** SUPPLIED PASSAGE **

Uber CEO and co-founder Travis Kalanick has resigned from the troubled ride-booking service under pressure from investors.
“I love Uber more than anything in the world and at this difficult moment in my personal life I have accepted the investors’ request to step aside so that Uber can go back to building rather than be distracted with another fight,” Mr Kalanick said in a statement.
On June 13, Kalanick went on indefinite leave amid criticism of his management style and following the death of his mother in a boating accident.
The resignation came after a series of costly missteps by Mr Kalanick and the fast-growing company that he helped found eight years ago.
Uber on Monday embarked on a 180-day program to change its image by allowing riders to give drivers tips through the Uber app, something the company had resisted under Mr Kalanick.
The San Francisco-based company is trying to reverse damage done to its reputation by revelations of sexual harassment in its offices, allegations of trade secrets theft and an investigation into efforts to mislead government regulators.
The Uber board said in a statement Mr Kalanick had “always put Uber first” and that his resignation would give the company “room to fully embrace this new chapter in Uber’s history”.

** DATA PROVIDED **

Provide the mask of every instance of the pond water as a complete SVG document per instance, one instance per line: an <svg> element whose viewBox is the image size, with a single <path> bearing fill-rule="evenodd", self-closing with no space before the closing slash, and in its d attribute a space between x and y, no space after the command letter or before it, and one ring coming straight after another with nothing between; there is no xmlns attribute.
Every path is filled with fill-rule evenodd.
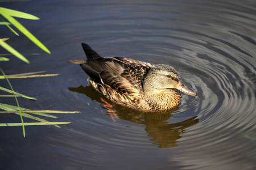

** AIM 1 **
Give a two-sentence summary of the Uber article.
** AIM 2 **
Reproduce the Uber article word for word from "On June 13, Kalanick" to "under Mr Kalanick.".
The lines are separate from the Uber article.

** FINISHED ANSWER 1 **
Travis Kalanick, Uber's CEO and co-founder, resigned under pressure from investors after a series of costly missteps and an indefinite leave he had taken amid criticism of his management style. The company is trying to repair its reputation after revelations of sexual harassment, allegations of trade secrets theft and an investigation into misleading regulators, and it has started a 180-day program that lets riders tip drivers through the app.

** FINISHED ANSWER 2 **
On June 13, Kalanick went on indefinite leave amid criticism of his management style and following the death of his mother in a boating accident.
The resignation came after a series of costly missteps by Mr Kalanick and the fast-growing company that he helped found eight years ago.
Uber on Monday embarked on a 180-day program to change its image by allowing riders to give drivers tips through the Uber app, something the company had resisted under Mr Kalanick.